_Extract_
-----

Ipostudio, New Museo de los Inocentes (Florence)

The architecture and museum design of the Foundling Hospital is by a group of architects called Ipostudio, which won an international competition organized for the purpose in 2008, and has managed to create a museum that presents both a social history and a history of architecture. The building reopened in June 2016, after a refurbishment costing 13 million euros.

Novo Museo degli Innocenti, New access

In a very rational and balanced way, Ipostudio binds together all the previously dispersed functions and spaces of the institution, thanks to an innovative restoration and renovation project. So the multipurpose historical building has been turned into a functional building that respects the close relationship between the history of the institution, architectural heritage, Brunelleschi’s work, the legacy of archives, historical and artistic, and ultimately all the dissemination and visitor-related activities of the institution. All this in the 4,900 square meters of the new Museo Ospedale degli Innocenti, organized on three floor levels and accommodating exhibitions, temporary shows, and educational activities.


A visit of the building raised by Brunelleschi in 1445 begins in the vaulted hall of the basement and ends up in the attic, where one has a view over the dome, after crossing the art gallery that takes up the space under the roof. 

At the start of a visit to the museum, one finds an archive turned into a kind of semicircular altar of birch wood, with 140 vitrines displaying, like votive offerings, objects identifying the innocent homeless children taken in by the institution (medallions, coins, rings, brooches, prints, small crucifices, etc.). Through two new entrances on Piazza Santissima Annunziata, plus new vertical, inter-floor connections, the museum has new zones for visitors and new services for the city.

The two new entrances, marked by mechanically activated bronze doors, invite one to step into the building and solve the problem of access for different groups of users. New stairs and elevators lead to all five floors of the building. The staircase is a steel structure painted white, clad in the interior with Matraia stone. This vertical circulation element – which reaches all floors, giving access to areas that otherwise would be hard to reach – becomes a kind of connector of six hundred years of continuous mutation.

-----

_List of tasks_
• 1. In the text about the new Museo degli Innocenti, what did the building's refurbishment cost?
• 2. Please extract from the museum text the part that opens with the words containing "In a very rational" and closes with "and educational activities.".

-----

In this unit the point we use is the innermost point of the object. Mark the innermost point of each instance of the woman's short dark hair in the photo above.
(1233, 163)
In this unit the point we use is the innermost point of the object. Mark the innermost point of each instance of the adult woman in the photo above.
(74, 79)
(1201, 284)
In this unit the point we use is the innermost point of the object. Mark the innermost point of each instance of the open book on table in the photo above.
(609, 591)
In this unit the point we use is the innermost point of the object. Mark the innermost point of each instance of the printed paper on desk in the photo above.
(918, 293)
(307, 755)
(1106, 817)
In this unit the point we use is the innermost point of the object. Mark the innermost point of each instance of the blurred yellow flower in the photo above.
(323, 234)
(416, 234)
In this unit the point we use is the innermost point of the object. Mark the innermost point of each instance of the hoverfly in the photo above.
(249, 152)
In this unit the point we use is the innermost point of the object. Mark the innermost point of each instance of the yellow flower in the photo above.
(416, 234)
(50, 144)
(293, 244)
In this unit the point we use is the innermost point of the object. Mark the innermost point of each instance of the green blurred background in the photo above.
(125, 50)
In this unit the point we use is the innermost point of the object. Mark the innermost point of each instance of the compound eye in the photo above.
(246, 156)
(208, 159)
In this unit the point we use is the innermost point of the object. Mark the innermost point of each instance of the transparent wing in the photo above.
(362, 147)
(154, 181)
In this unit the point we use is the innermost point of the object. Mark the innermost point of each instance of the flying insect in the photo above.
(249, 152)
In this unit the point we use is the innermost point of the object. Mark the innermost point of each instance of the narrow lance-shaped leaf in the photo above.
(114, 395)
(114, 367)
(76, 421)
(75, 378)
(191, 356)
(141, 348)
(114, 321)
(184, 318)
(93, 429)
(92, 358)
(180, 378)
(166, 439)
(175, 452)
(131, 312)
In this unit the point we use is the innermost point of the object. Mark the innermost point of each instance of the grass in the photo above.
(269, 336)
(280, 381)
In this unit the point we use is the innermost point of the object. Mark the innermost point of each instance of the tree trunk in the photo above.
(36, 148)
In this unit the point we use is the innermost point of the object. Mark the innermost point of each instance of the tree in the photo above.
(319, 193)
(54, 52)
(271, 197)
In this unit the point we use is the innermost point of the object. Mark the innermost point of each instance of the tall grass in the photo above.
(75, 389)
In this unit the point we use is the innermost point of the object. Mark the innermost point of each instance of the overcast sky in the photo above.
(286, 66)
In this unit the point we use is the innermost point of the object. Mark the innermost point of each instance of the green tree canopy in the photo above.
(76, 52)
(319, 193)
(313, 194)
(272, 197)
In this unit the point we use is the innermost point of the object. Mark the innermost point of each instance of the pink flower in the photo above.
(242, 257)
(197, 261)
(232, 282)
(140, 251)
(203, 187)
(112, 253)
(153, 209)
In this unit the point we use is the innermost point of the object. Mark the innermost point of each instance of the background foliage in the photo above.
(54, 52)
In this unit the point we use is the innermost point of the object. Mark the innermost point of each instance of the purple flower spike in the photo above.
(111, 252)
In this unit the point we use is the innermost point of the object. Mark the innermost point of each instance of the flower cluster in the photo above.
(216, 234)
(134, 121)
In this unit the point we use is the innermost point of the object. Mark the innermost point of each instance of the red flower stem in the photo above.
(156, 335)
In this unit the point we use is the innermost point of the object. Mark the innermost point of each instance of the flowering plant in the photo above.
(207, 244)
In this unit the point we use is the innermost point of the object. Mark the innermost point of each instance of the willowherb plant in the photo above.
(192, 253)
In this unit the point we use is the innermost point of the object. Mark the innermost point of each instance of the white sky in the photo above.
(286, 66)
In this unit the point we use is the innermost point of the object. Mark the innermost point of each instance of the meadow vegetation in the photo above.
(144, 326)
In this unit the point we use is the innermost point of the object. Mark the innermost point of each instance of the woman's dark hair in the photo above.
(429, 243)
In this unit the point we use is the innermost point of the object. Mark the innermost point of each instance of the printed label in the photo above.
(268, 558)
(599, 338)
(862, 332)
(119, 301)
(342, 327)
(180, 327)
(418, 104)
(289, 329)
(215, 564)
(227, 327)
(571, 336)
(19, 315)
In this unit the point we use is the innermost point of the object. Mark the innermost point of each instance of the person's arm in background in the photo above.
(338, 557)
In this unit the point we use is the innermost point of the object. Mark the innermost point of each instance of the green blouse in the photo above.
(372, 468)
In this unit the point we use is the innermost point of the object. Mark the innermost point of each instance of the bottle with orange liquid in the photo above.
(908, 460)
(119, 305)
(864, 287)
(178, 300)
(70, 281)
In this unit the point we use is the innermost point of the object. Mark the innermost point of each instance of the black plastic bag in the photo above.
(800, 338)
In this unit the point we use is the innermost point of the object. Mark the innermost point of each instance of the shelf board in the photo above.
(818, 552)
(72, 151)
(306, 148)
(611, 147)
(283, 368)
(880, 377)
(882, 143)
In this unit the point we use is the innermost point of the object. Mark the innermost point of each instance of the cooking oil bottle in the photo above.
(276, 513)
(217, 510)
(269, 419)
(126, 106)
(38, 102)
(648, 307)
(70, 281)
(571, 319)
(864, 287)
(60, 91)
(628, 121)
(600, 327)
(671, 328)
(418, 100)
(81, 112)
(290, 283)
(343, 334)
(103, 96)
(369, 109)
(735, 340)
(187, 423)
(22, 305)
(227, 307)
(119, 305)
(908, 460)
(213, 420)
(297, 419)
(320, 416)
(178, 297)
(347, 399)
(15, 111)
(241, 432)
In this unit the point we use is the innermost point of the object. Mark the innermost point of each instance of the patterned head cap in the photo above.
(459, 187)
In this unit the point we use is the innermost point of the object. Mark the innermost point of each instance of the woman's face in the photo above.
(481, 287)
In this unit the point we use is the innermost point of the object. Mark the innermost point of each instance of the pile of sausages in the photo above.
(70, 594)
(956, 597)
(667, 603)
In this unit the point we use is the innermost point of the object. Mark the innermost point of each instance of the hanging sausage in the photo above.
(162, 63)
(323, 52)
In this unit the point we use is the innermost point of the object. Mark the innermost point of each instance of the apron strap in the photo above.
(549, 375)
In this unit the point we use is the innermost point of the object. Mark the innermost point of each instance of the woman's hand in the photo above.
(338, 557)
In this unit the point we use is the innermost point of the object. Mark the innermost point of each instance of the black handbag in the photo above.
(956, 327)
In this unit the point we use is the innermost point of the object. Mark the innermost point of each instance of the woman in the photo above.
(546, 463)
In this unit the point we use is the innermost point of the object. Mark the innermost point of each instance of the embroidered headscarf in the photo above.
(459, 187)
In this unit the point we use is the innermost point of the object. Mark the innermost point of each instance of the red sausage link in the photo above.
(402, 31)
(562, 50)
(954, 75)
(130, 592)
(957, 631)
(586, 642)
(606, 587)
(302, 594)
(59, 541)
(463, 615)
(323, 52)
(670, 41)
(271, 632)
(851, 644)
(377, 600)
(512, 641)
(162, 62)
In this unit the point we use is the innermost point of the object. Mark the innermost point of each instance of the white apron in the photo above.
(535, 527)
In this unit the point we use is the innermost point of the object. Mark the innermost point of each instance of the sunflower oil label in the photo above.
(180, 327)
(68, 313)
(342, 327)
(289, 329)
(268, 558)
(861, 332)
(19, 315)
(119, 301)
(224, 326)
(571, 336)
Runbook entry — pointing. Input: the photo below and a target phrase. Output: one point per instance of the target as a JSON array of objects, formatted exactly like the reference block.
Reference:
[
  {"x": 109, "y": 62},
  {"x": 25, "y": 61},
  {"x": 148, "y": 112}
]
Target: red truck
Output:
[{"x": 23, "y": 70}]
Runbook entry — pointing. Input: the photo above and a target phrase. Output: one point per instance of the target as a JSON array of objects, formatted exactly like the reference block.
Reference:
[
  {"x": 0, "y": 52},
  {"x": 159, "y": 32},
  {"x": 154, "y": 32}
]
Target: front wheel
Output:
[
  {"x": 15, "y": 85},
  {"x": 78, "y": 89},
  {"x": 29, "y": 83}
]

-----

_Answers to the exercise_
• 1. 13 million euros.

• 2.
In a very rational and balanced way, Ipostudio binds together all the previously dispersed functions and spaces of the institution, thanks to an innovative restoration and renovation project. So the multipurpose historical building has been turned into a functional building that respects the close relationship between the history of the institution, architectural heritage, Brunelleschi’s work, the legacy of archives, historical and artistic, and ultimately all the dissemination and visitor-related activities of the institution. All this in the 4,900 square meters of the new Museo Ospedale degli Innocenti, organized on three floor levels and accommodating exhibitions, temporary shows, and educational activities.